Fiasco Reflection

When our group members first met up, we all had no idea about how to play the game. We gathered at Eagle’s Landing and spent the first hour figuring out the instructions and how to play the game. We searched videos on Youtube and also other instructions online, yet even though we did not fully understand how to play the game, we just gave it a try and improvised until we got our creative juices flowing. We have all never played a play-role game and never experienced the freedom of it. We carved our own game and that was when we realized that the instructions were not so descriptive because we were, in some sense, the gamemakers.

We started getting into the game pretty fast once we figured out the whole instructions dilemma. The setting we selected was the Wild West. Our four characters were Princess Consuela, Frunk Trump, Killary Hilton, and Lucy Kane. I played as Killary Hilton and I was to help Princess Consuela and Lucy Kane on their quest to assassinate Frunk Trump. We wanted to not only save the world but also inherit his fortune. It was honestly such a fun experience because our team members each had different ideas and ways in which we wanted to execute our master plan, and Frunk Trump, played by Daniel, was actually okay with the outcome. There were some points in which he suggested a less brutal way of doing so. Unlike other games, Fiasco players do not really care for their outcome. I can see there is still some friendly competition in the game, but nothing like typical board games. We still want the best outcome for our player yet we did not really put much effort in doing so as we do trying to make a creative and fun story that everyone agrees with.

• _Work item 1_:
In the Fiasco reflection, what setting did the group choose for their game?
• _Work item 2_:
Pick up the Fiasco reflection after its last sentence and keep writing it in the same voice.

• _Supplied data_:

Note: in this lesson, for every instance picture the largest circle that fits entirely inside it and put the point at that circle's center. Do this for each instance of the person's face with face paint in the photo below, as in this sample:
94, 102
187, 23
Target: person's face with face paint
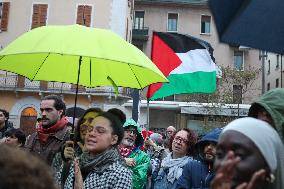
251, 159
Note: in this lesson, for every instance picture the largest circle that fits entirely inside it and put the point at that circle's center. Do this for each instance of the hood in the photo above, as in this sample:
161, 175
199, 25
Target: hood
272, 101
139, 139
212, 136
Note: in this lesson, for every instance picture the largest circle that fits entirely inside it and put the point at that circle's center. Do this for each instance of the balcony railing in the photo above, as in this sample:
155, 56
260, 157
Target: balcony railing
141, 33
19, 83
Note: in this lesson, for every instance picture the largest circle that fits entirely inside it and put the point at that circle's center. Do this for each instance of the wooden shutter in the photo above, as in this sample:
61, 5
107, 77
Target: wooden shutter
39, 15
5, 15
84, 13
80, 13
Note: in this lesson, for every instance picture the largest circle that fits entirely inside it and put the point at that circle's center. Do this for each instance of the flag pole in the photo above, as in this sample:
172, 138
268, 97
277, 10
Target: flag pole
148, 120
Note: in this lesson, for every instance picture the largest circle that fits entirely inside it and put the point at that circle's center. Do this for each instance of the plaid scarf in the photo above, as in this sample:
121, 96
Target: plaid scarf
43, 133
98, 163
125, 151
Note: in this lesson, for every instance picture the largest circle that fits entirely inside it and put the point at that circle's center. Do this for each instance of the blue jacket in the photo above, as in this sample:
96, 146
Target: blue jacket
195, 175
198, 174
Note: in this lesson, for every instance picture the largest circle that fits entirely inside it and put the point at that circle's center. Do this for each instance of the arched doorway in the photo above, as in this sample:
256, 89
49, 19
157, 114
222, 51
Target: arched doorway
28, 120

• _Written response 1_:
The Wild West.

• _Written response 2_:
The plot was definitely a group effort. In terms of relationships, Lucy Kane and Princess Consuela are Chinese Opium dealers/addicts, Consuela and Trump were former crime partners, Trump and Hinton were once reformed criminals that hate each other, and Hinton and Kane are cousins. Princess Consuela’s lover is Frunk Trump. Even though she loves him deeply, his fortune and power is worth more to her, so she ultimately deviates a plan with Kane and Hilton to assassinate him. Frunk Trump is the mayor of this town because he killed the old mayor with a set of colt revolvers. When Trump was at the dentist office trying to fix his cavities, Lucy Kane was selling Opium to the dentist and his patients, which makes the dentist high on opium and allows the Trump assassination team to commence with the plan. Princess Consuela recognizes his partner’s million dollar gold colt revolvers and she kills him with it. I served as the lookout as Consuela and Kane stuffed his enormous body in a sack and put him in the truck’s trunk. When the sheriff was on his way to pick up Frunk Trump, we were already nowhere to be found. Daniel was not that angry that his character died halfway through the plot, yet he still contributed and had some say in how it will play out.

During the car ride, my team gets into an argument about who will keep the money from the colt selling. We could not keep him for ransom because the people hated him anyways and would not pay money to get him back. Princess Consuela wanted the colt to herself so she smacked Lucy Kane in the head. Hilton grabbed the colt revolver and questioned why she did that. In the end, we leave Kane passed out in the middle of nowhere and Consuela ends up dropping the gold revolver in quicksand. We also had sympathy on Frunk Trump and decided that he didn’t die because the bullet only went through his nose.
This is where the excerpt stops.